= DATASET =
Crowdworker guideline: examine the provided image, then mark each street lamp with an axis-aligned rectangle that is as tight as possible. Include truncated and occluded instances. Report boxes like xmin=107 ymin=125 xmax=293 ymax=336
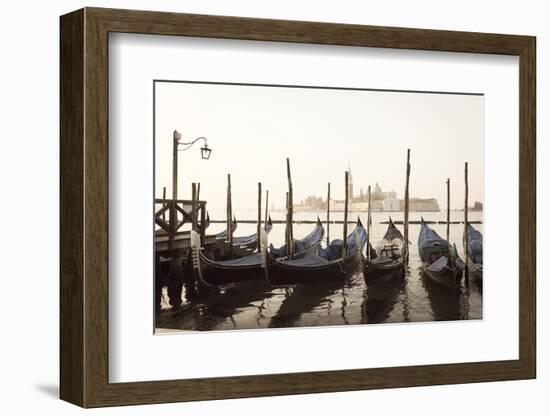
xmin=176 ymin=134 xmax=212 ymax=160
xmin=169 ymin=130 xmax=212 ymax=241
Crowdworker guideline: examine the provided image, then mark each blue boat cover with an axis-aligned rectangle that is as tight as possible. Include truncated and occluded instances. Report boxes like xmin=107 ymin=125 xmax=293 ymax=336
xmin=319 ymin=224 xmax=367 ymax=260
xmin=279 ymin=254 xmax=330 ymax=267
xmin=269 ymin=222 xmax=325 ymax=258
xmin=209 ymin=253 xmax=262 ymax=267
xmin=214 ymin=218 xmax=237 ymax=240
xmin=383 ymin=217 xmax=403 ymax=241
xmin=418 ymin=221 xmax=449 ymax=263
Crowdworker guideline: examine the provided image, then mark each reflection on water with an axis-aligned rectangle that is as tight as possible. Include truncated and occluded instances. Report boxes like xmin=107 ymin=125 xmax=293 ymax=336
--
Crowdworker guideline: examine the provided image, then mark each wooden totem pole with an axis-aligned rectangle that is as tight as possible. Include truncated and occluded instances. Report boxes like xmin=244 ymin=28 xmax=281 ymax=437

= WHAT IS NEEDED =
Write out everything from the line containing "mark each street" down to the line containing "mark each reflection", including both of those lines, and leave the pictures out of your answer.

= FULL SOLUTION =
Crowdworker guideline: examine the provided image, then mark each street lamp with an axis-aligned rectangle that is as tight as possible. Include truncated and occluded instances. Report boxes like xmin=107 ymin=125 xmax=293 ymax=336
xmin=176 ymin=134 xmax=212 ymax=160
xmin=169 ymin=130 xmax=212 ymax=241
Crowdworker guideline: examine the provided image, then mark each blue boat cover with an axis-aligned rectangle that is as tight as possible. Include truncated and occluded instances. Report boxes like xmin=107 ymin=125 xmax=293 ymax=336
xmin=319 ymin=224 xmax=367 ymax=260
xmin=279 ymin=254 xmax=330 ymax=267
xmin=269 ymin=222 xmax=325 ymax=258
xmin=209 ymin=253 xmax=262 ymax=267
xmin=214 ymin=218 xmax=237 ymax=240
xmin=383 ymin=217 xmax=403 ymax=241
xmin=418 ymin=221 xmax=449 ymax=263
Crowdworker guideline: examine the provided image, then mark each reflection on water with an axis-aligned rectangle that is as tight as possible. Include truncated and occluded instances. Report boxes like xmin=107 ymin=125 xmax=293 ymax=336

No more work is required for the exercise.